本文>
- - -
大人の最愛カラーである「グレージュ」は、優しい印象のベージュと知的なグレーとの中間色。どんな色にもしっくりとなじみ、しなやかなハーモニーを醸し出す魔法の力をもっています。
ただ、コーデにどのように取り入れたらいいのかわからない女性は多いはず。そこでこの最愛カラーの汎用性の高さをもっと生かすために、コーディネートの核となるベーシックカラーとして、さまざまな色と合わせてみました。
コクのあるボルドーから、くすんだイエローまで……。わかりやすいポップなきれい色というよりも、ちょっと渋みを感じさせる旬の5色がパートナー! 絶妙なニュアンスをもつグレージュとの鮮度の高い配色に、思わずだれもが「色合わせが素敵!」と思うはずです。
色合わせが素敵だとほめられる「魔法のグレージュ配色」5選
■1:ドライなグリーンが辛口シックな印象を与える「グレージュ×オリーブグリーン」
これは深い森を連想させるカーキがかったグリーンを、辛口グレージュがシックになじませる色合わせ。男前な配色で、シンプル服を大人に魅せます。主役のグレージュは、チャコール×サンドベージュが織り込まれた英国調ツイード。
(1)英国調ツイード柄に辛口グリーンが溶け込んだ、「甘さゼロの小粋さ」が魅力のコーデ
陰影を描く太畝ヘリンボーンの織り地が、絶妙なグレージュ感を印象づけるチェスターコートを主役に。ニット&バッグで投入したカーキ系グリーンとも相性抜群。トラッド調の着こなしを、キャメルのスエードブーツが盛り上げます。ニットとバッグに投入したカーキ系グリーンはこの秋の注目色です。
- - -
提供資料>
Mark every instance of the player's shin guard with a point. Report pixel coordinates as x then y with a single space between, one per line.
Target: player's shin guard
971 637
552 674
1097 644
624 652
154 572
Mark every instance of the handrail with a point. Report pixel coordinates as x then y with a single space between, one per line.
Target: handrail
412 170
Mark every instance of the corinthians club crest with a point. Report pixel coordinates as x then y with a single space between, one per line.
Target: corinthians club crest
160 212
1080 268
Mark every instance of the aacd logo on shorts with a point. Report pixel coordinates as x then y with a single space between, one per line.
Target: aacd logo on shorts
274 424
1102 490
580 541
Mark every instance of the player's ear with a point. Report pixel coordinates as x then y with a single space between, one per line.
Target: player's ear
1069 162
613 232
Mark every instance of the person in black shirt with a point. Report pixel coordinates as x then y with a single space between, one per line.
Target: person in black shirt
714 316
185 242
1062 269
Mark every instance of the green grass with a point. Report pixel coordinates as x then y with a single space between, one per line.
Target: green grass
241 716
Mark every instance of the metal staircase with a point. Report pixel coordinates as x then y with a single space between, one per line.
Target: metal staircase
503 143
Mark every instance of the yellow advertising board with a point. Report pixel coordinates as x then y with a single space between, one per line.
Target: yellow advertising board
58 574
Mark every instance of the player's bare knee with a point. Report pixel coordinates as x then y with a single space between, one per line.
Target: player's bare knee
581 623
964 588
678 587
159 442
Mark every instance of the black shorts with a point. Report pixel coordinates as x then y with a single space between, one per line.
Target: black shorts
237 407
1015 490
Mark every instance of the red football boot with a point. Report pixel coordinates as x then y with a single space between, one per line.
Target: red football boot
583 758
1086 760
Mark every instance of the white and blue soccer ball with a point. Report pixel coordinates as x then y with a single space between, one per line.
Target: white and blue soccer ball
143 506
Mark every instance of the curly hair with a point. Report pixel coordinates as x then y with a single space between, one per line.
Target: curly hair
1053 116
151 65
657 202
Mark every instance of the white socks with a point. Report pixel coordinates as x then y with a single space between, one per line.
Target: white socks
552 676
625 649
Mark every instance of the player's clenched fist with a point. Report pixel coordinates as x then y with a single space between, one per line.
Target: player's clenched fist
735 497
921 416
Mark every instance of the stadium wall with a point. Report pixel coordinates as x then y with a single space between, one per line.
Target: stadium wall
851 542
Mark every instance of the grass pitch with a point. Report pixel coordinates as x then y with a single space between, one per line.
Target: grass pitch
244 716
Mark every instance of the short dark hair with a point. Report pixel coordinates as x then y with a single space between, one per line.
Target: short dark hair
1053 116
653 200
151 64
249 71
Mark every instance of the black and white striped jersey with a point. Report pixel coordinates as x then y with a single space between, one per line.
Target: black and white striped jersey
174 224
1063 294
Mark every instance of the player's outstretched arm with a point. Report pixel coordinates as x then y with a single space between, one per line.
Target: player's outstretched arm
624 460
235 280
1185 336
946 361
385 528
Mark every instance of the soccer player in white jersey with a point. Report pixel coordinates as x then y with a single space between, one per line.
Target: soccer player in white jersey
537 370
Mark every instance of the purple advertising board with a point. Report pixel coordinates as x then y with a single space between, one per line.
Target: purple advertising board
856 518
- - -
本文によると、グレージュは何色と何色の中間色ですか。

解答> ベージュとグレーの中間色です。